RECORDS PROVIDED —
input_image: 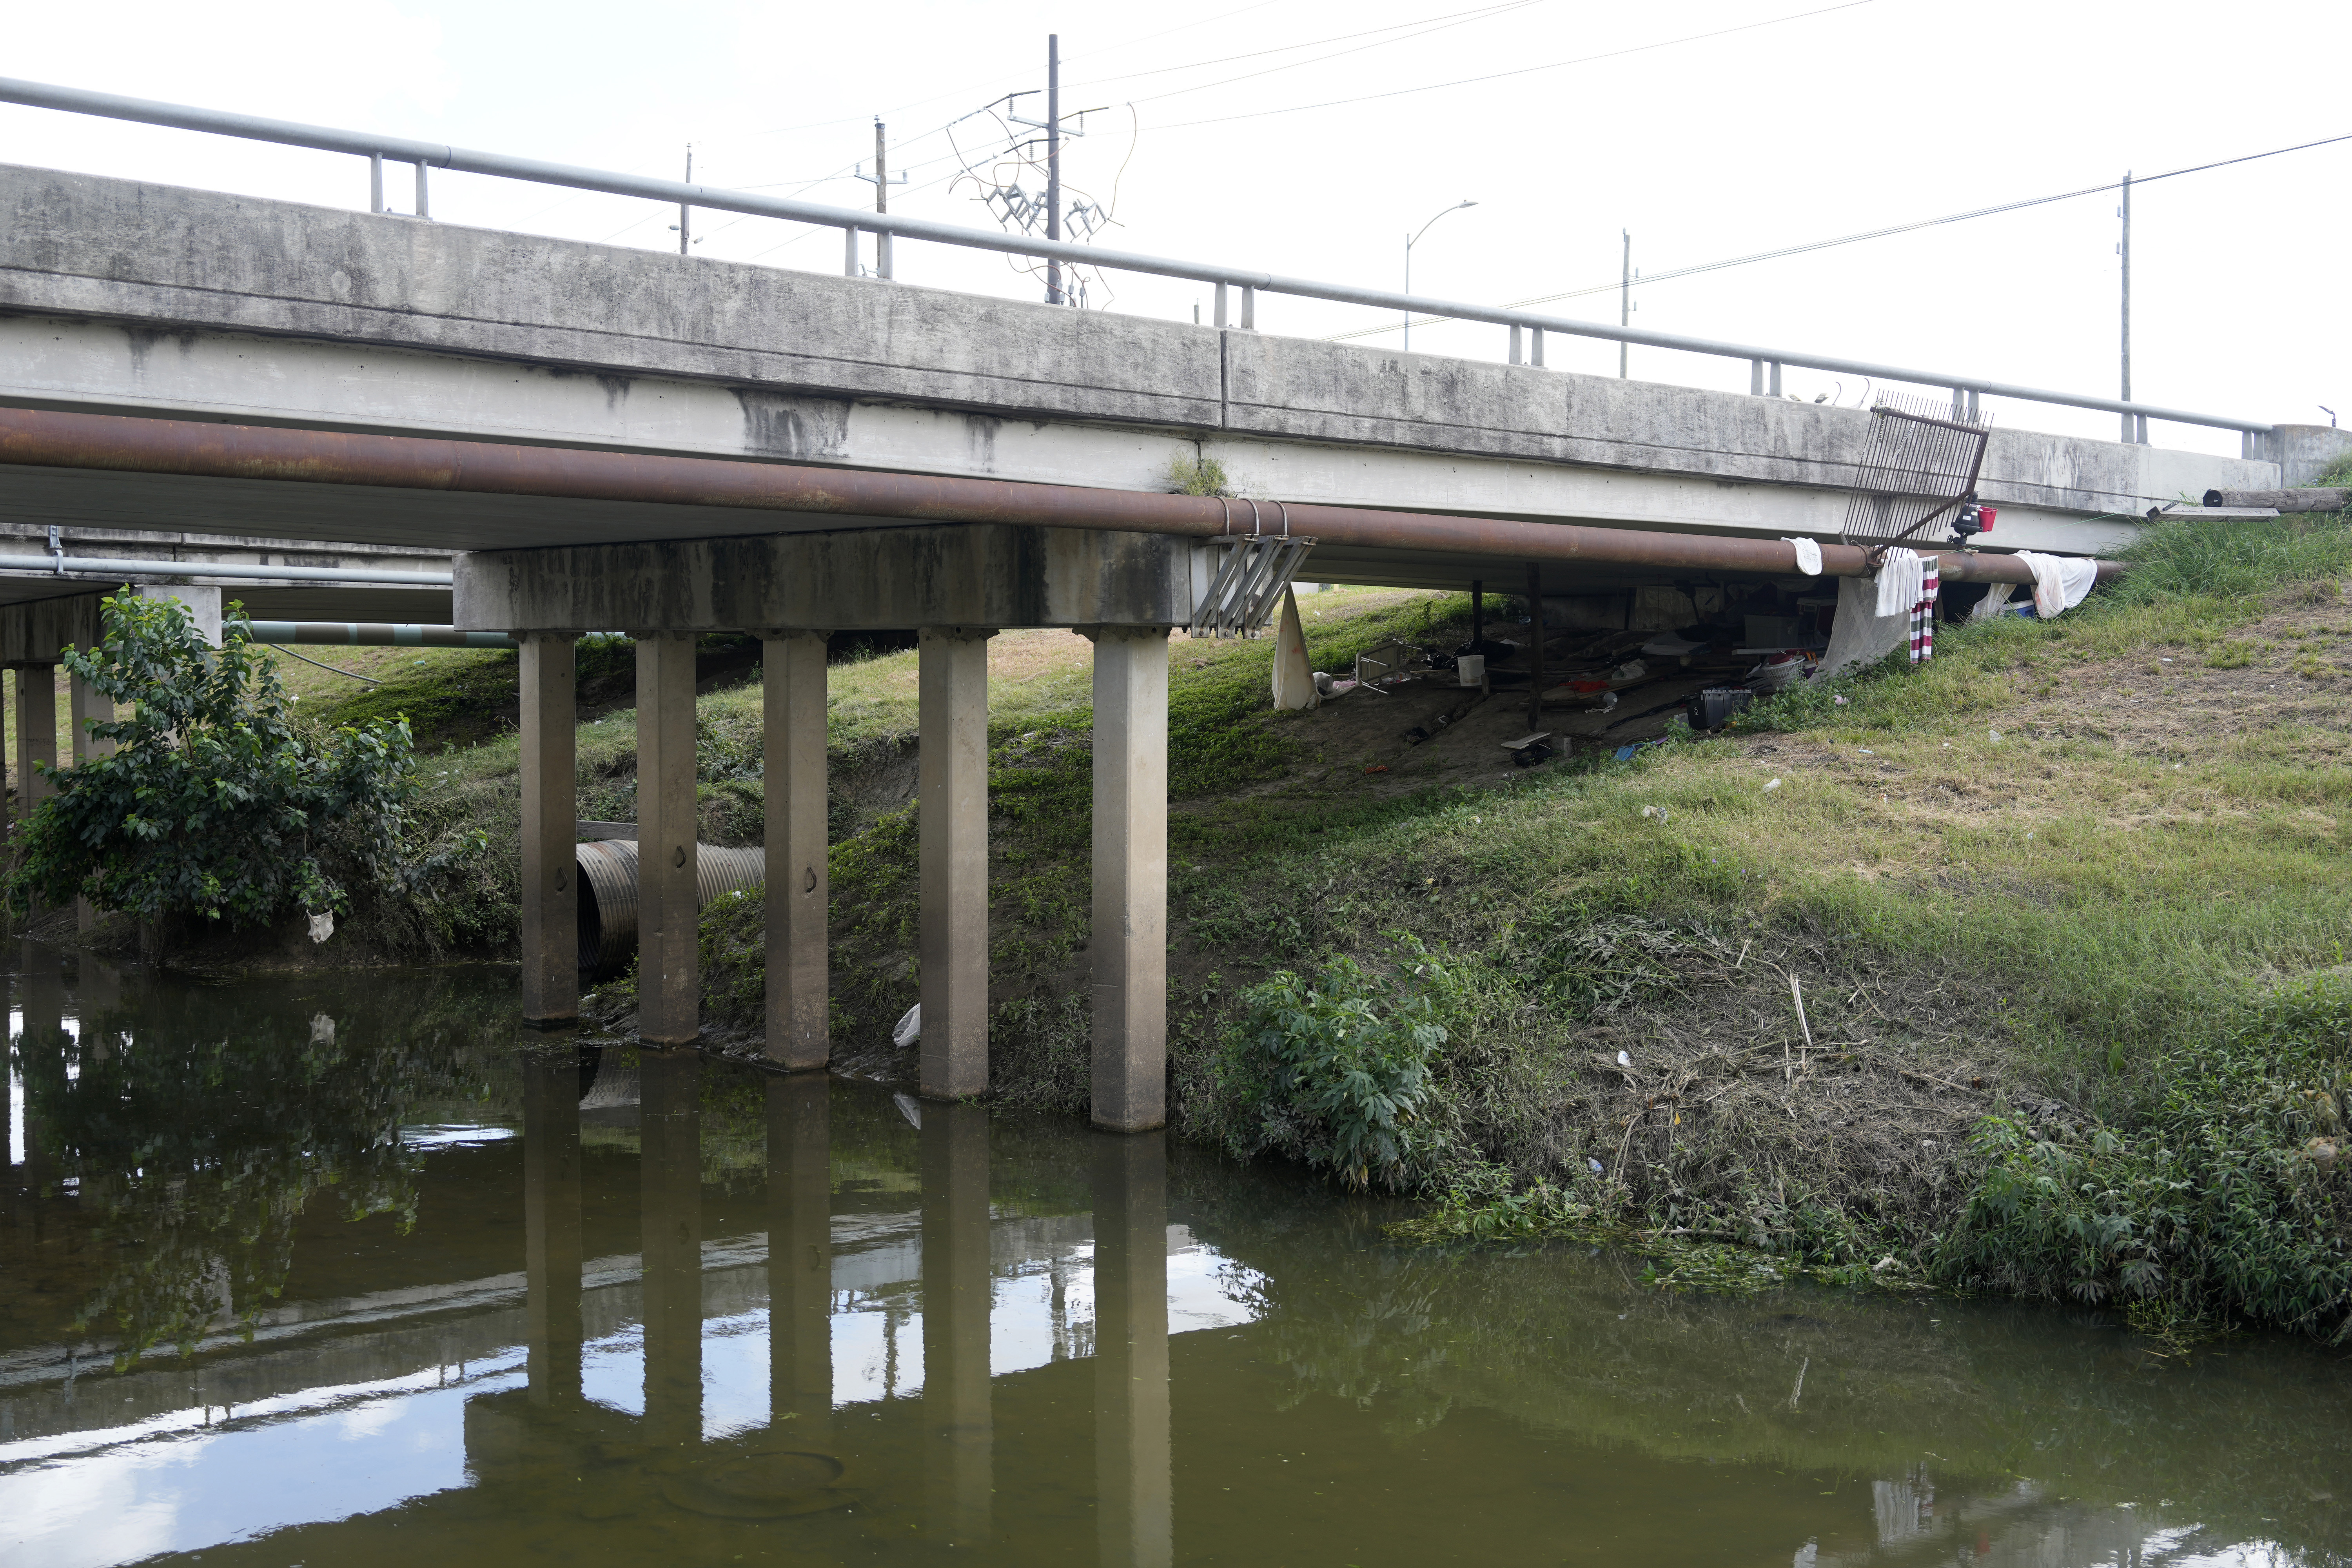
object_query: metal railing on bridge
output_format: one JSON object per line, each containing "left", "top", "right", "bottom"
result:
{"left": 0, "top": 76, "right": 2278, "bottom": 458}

==

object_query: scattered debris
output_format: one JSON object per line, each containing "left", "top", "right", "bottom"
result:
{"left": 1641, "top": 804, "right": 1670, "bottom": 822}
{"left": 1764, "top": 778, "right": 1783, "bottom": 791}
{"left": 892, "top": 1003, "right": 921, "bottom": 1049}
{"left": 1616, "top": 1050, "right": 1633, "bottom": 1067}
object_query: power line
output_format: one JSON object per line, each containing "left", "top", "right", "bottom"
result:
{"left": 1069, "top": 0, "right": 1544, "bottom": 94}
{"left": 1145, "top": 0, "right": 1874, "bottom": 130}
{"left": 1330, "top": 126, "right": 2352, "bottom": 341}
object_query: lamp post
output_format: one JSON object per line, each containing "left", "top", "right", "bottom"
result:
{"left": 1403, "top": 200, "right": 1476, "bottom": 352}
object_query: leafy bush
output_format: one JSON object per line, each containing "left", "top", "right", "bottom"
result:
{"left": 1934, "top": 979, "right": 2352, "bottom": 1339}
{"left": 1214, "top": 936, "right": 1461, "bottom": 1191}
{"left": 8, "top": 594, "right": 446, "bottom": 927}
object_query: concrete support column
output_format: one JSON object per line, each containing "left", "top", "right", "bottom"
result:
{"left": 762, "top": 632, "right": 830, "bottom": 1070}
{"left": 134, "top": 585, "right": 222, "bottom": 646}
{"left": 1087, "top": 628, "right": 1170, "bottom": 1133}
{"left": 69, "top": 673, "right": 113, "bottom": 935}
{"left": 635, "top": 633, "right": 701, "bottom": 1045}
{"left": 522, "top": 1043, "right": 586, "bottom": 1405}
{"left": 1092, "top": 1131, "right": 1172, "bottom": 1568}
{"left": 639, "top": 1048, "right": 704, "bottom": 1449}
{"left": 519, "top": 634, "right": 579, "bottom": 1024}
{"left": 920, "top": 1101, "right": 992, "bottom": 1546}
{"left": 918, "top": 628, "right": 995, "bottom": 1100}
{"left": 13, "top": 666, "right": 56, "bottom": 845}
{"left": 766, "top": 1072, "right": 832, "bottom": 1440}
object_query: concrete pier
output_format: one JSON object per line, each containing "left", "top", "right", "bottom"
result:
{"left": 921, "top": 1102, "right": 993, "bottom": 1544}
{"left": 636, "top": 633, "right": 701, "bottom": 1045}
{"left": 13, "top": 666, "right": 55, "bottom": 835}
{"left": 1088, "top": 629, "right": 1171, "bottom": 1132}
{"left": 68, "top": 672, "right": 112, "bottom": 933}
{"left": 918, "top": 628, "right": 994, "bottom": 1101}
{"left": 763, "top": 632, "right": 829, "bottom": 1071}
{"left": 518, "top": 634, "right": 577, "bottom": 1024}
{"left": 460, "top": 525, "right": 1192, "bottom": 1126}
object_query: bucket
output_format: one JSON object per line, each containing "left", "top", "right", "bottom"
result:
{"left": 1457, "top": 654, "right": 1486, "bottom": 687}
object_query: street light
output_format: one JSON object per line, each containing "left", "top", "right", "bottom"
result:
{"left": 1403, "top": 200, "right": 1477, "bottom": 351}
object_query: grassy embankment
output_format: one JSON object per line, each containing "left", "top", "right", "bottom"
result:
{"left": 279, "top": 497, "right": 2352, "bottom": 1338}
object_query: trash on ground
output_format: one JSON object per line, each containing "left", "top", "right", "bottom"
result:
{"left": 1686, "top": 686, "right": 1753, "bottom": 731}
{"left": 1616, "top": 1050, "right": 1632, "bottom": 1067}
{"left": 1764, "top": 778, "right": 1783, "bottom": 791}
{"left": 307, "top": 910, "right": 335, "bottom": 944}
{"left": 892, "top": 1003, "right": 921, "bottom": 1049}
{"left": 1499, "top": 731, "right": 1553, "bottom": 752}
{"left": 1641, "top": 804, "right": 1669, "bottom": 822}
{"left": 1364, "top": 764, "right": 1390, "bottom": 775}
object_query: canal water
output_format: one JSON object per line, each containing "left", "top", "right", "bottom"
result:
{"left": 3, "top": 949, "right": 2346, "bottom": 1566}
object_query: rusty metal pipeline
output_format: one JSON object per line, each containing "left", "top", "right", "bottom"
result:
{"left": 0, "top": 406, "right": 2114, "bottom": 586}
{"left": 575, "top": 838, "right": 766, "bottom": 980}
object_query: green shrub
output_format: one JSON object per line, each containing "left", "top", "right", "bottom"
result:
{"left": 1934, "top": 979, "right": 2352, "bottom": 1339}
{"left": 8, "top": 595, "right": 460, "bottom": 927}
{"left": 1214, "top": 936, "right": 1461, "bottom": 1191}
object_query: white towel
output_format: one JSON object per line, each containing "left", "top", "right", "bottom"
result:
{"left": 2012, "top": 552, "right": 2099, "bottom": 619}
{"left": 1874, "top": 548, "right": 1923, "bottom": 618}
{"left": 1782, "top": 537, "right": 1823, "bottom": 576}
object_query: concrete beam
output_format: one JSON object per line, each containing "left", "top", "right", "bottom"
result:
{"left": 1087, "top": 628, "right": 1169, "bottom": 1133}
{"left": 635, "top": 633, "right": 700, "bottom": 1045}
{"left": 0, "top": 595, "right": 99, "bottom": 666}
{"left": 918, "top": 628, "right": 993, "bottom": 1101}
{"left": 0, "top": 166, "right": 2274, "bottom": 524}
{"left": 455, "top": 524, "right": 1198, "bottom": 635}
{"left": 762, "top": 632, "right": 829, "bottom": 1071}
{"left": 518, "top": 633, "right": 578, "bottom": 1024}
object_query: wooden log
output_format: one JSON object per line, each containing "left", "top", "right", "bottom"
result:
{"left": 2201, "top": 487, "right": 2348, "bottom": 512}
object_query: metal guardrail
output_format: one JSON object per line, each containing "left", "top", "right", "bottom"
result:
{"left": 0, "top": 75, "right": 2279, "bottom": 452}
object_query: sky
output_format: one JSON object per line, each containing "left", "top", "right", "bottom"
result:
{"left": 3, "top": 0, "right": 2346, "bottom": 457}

WHAT THE EXERCISE ASKS —
Please return all lines in the material above that include the word "concrete".

ANSWER TO THIS EXERCISE —
object_query: concrete support column
object_query: concrete pier
object_query: concrete beam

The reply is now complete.